Present all the records below as a numbered list, one line per item, leaving out any blank lines.

────

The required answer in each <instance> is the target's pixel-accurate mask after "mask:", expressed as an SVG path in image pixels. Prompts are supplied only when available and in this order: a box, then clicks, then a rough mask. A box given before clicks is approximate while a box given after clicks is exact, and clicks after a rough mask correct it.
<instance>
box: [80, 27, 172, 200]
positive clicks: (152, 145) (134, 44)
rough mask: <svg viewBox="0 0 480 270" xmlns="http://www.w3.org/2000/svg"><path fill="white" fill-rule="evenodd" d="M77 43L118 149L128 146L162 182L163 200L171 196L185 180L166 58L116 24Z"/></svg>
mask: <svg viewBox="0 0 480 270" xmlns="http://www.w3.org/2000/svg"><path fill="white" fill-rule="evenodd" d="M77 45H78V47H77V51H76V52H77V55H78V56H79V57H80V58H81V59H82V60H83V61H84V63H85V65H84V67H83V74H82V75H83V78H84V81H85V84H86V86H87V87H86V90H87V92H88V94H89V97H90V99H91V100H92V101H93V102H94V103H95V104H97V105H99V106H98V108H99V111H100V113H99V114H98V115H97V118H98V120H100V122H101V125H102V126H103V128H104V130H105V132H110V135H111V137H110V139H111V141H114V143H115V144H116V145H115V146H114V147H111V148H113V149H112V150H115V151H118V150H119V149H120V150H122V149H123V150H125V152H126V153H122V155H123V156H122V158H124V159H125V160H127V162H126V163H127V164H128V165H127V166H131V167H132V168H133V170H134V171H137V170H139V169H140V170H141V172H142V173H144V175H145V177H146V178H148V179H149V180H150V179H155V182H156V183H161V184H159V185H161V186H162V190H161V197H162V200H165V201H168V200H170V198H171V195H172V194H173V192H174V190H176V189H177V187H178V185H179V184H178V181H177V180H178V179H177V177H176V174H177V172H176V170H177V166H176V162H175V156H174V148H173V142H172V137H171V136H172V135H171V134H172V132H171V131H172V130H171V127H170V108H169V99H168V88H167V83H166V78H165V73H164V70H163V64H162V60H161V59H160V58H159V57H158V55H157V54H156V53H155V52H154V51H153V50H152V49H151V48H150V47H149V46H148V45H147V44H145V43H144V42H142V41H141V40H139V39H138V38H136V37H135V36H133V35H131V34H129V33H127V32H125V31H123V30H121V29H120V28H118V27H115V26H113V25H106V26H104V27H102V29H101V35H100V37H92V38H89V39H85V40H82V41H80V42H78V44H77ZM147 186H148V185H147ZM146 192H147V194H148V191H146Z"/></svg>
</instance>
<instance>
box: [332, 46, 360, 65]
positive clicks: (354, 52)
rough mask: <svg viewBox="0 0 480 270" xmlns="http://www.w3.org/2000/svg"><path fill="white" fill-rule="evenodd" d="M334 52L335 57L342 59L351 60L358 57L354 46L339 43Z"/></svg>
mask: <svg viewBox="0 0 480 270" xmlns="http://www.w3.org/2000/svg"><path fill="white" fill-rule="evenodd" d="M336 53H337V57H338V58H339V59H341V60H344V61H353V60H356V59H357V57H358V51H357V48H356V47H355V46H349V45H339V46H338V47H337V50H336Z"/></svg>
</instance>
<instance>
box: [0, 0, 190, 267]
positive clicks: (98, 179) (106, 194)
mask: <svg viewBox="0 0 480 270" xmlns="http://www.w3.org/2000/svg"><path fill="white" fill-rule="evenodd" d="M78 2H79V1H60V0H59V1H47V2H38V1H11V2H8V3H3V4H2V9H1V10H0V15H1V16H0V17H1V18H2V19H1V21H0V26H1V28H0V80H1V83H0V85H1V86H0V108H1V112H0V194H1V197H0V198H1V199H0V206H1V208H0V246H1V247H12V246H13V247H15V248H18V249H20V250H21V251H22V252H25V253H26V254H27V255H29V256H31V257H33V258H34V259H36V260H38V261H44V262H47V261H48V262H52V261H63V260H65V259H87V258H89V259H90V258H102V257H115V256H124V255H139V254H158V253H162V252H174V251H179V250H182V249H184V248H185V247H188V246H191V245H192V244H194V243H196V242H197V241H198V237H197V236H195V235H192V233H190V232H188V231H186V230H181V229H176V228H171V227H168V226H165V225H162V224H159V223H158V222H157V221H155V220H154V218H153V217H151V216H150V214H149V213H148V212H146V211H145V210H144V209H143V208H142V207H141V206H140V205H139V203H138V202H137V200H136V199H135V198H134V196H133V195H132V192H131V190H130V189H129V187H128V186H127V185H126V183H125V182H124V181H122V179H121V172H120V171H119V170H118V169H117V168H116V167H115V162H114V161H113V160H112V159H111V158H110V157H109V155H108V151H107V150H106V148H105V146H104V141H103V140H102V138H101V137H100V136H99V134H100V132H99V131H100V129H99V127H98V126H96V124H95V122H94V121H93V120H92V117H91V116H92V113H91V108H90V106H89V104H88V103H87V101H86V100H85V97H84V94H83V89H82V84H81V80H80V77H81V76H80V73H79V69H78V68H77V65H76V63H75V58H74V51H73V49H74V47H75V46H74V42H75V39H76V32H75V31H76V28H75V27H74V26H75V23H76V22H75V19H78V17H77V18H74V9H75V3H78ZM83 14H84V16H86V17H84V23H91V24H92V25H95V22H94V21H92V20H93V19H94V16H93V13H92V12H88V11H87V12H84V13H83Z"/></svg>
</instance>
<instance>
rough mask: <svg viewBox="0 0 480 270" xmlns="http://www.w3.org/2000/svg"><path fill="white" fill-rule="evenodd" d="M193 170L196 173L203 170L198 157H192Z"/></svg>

────

*THE COMPLETED TASK*:
1. The required answer in each <instance> is the target's pixel-accurate mask after "mask:", expressed as an SVG path in image pixels. Prompts are supplied only when available and in this order: a box, then clicks, then a rough mask. A box given before clicks is approximate while a box given after clicks is exact, and clicks after a rough mask correct it.
2. <instance>
3. box: [80, 27, 172, 200]
4. positive clicks: (152, 145) (134, 44)
5. rough mask: <svg viewBox="0 0 480 270" xmlns="http://www.w3.org/2000/svg"><path fill="white" fill-rule="evenodd" d="M77 43L118 149L128 146L162 182L163 200L171 196L185 180L166 58L116 24Z"/></svg>
6. mask: <svg viewBox="0 0 480 270" xmlns="http://www.w3.org/2000/svg"><path fill="white" fill-rule="evenodd" d="M77 45H78V47H77V51H76V52H77V55H78V56H79V57H80V58H81V59H82V60H83V61H84V63H85V65H84V67H83V74H82V75H83V78H84V81H85V84H86V86H87V87H86V90H87V92H88V94H89V97H90V99H91V100H92V101H93V102H94V103H95V104H97V105H99V106H98V108H99V111H100V113H99V114H98V115H97V118H98V120H100V122H101V125H102V126H103V128H104V130H105V132H110V135H111V137H110V139H111V141H114V143H115V144H116V145H115V146H114V147H111V148H113V149H112V150H115V151H118V150H119V149H120V150H122V149H123V150H125V152H126V153H122V155H123V156H122V158H124V159H125V160H127V162H126V163H127V164H128V165H127V166H131V167H132V168H133V170H134V171H137V170H139V169H140V170H141V172H142V173H144V175H145V177H146V178H148V179H149V180H150V179H155V182H156V183H161V184H159V185H161V186H162V190H161V197H162V200H165V201H168V200H170V198H171V195H172V194H173V192H174V190H176V189H177V187H178V185H179V184H178V181H177V180H178V179H177V177H176V174H177V172H176V170H177V166H176V162H175V156H174V148H173V142H172V137H171V136H172V135H171V134H172V132H171V131H172V130H171V127H170V108H169V99H168V88H167V83H166V78H165V73H164V70H163V64H162V60H161V59H160V58H159V57H158V55H157V54H156V53H155V52H154V51H153V50H152V49H151V48H150V47H149V46H148V45H147V44H145V43H144V42H142V41H141V40H139V39H138V38H136V37H135V36H133V35H131V34H129V33H127V32H125V31H123V30H121V29H120V28H118V27H115V26H113V25H106V26H104V27H102V29H101V35H100V37H92V38H89V39H85V40H82V41H80V42H78V44H77ZM147 186H148V185H147ZM146 192H147V194H148V191H146Z"/></svg>
7. </instance>
8. <instance>
9. box: [332, 46, 360, 65]
10. positive clicks: (354, 52)
11. rough mask: <svg viewBox="0 0 480 270" xmlns="http://www.w3.org/2000/svg"><path fill="white" fill-rule="evenodd" d="M334 52L335 57L342 59L351 60L358 57L354 46L339 43Z"/></svg>
12. mask: <svg viewBox="0 0 480 270" xmlns="http://www.w3.org/2000/svg"><path fill="white" fill-rule="evenodd" d="M336 53H337V57H338V58H339V59H341V60H344V61H353V60H356V59H357V57H358V51H357V48H356V47H355V46H349V45H339V46H338V47H337V50H336Z"/></svg>
13. </instance>
14. <instance>
15. box: [0, 0, 190, 267]
16. positive clicks: (98, 179) (106, 194)
17. mask: <svg viewBox="0 0 480 270" xmlns="http://www.w3.org/2000/svg"><path fill="white" fill-rule="evenodd" d="M78 2H79V1H60V0H59V1H47V2H38V1H11V2H8V3H3V4H2V9H1V10H0V15H1V16H0V17H1V18H2V19H1V21H0V26H1V28H0V80H1V83H0V85H1V86H0V108H1V112H0V194H1V197H0V198H1V199H0V206H1V208H0V246H1V247H12V246H13V247H15V248H18V249H20V250H21V251H22V252H25V253H26V254H27V255H29V256H31V257H33V258H34V259H36V260H38V261H44V262H47V261H48V262H52V261H63V260H65V259H87V258H89V259H90V258H102V257H115V256H124V255H139V254H158V253H162V252H174V251H179V250H182V249H184V248H185V247H188V246H191V245H192V244H194V243H196V242H197V241H198V237H197V236H195V235H192V233H190V232H188V231H186V230H181V229H176V228H171V227H168V226H165V225H162V224H159V223H158V222H157V221H155V220H154V218H153V217H151V216H150V214H149V213H148V212H146V211H145V210H144V209H143V208H142V207H141V206H140V205H139V203H138V202H137V200H136V199H135V198H134V196H133V195H132V192H131V190H130V189H129V187H128V186H127V185H126V183H125V182H124V181H122V179H121V172H120V171H119V170H118V169H117V168H116V167H115V162H114V161H113V160H112V159H111V158H110V157H109V155H108V151H107V150H106V148H105V146H104V141H103V140H102V138H101V137H100V136H99V134H100V132H99V131H100V129H99V127H98V126H96V124H95V122H94V121H93V120H92V117H91V116H92V113H91V108H90V106H89V104H88V103H87V101H86V100H85V97H84V94H83V89H82V84H81V80H80V77H81V76H80V73H79V69H78V68H77V65H76V63H75V58H74V51H73V49H74V47H75V46H74V42H75V39H76V32H75V31H76V28H75V27H74V26H75V23H76V22H75V19H78V17H77V18H74V9H75V3H78ZM83 14H84V16H86V17H84V23H91V24H92V25H95V22H94V21H92V20H93V19H94V16H93V13H92V12H88V11H87V12H84V13H83Z"/></svg>
18. </instance>
19. <instance>
20. rough mask: <svg viewBox="0 0 480 270" xmlns="http://www.w3.org/2000/svg"><path fill="white" fill-rule="evenodd" d="M193 170L196 173L203 170L198 157H192Z"/></svg>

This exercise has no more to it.